- [DIRECTIONS]
Transcribe exactly the lines from the one containing "Target: black pupil" through the last line of the listing below, inclusive, and nothing beyond them.

- [RECORDS FOR THE EXERCISE]
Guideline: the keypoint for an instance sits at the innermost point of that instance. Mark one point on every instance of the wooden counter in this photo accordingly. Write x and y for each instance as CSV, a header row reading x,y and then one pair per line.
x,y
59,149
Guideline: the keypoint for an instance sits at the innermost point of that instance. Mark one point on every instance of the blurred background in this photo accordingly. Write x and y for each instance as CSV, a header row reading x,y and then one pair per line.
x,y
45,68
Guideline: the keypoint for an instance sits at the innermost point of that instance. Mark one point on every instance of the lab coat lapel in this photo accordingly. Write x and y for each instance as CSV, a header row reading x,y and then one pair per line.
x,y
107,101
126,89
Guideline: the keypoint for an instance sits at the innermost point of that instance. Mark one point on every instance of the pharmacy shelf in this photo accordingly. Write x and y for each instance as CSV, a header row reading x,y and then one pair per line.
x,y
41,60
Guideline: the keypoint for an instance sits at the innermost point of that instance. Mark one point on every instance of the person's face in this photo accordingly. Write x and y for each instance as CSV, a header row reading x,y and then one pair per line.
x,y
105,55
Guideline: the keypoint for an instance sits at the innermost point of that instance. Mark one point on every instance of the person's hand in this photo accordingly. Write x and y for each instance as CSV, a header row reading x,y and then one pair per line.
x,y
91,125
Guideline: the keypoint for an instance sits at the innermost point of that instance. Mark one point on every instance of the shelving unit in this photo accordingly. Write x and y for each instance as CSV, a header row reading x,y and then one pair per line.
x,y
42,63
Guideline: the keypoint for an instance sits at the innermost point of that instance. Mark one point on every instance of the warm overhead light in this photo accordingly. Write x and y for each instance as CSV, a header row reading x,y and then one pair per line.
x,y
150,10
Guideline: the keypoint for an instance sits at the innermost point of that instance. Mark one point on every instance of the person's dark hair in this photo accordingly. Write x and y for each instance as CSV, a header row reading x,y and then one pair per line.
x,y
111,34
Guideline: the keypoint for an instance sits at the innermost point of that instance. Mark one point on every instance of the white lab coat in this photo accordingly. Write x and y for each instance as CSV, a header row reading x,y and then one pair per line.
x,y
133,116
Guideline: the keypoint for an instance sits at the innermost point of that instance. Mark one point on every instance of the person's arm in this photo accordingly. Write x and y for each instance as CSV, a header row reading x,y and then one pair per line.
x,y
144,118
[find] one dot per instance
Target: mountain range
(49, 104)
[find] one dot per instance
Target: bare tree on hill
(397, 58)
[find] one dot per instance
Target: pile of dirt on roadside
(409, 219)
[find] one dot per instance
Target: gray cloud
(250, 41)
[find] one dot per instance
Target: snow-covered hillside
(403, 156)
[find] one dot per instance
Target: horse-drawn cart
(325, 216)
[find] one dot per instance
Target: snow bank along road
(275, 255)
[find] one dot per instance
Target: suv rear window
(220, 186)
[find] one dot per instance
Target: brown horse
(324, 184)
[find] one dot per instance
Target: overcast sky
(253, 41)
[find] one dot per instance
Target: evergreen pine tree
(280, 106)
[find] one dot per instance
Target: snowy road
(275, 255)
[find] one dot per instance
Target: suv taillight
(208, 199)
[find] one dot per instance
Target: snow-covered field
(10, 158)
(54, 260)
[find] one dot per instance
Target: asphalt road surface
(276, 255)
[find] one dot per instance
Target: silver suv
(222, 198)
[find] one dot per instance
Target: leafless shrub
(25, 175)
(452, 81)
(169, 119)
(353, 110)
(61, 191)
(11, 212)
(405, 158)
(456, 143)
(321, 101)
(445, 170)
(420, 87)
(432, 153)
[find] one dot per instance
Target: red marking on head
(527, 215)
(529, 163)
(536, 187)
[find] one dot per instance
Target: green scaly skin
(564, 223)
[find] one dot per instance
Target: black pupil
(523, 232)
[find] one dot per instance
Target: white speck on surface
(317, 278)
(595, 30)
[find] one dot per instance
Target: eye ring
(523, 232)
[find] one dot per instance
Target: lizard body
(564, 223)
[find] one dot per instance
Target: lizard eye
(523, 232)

- [TASK RESULT]
Target: black pupil
(523, 232)
[find] one dot per instance
Target: white speck on surface
(317, 278)
(595, 30)
[find] one dot per instance
Target: eye ring
(523, 232)
[find] one dot per instance
Target: lizard body
(564, 223)
[find] one dot per instance
Target: lizard eye
(523, 232)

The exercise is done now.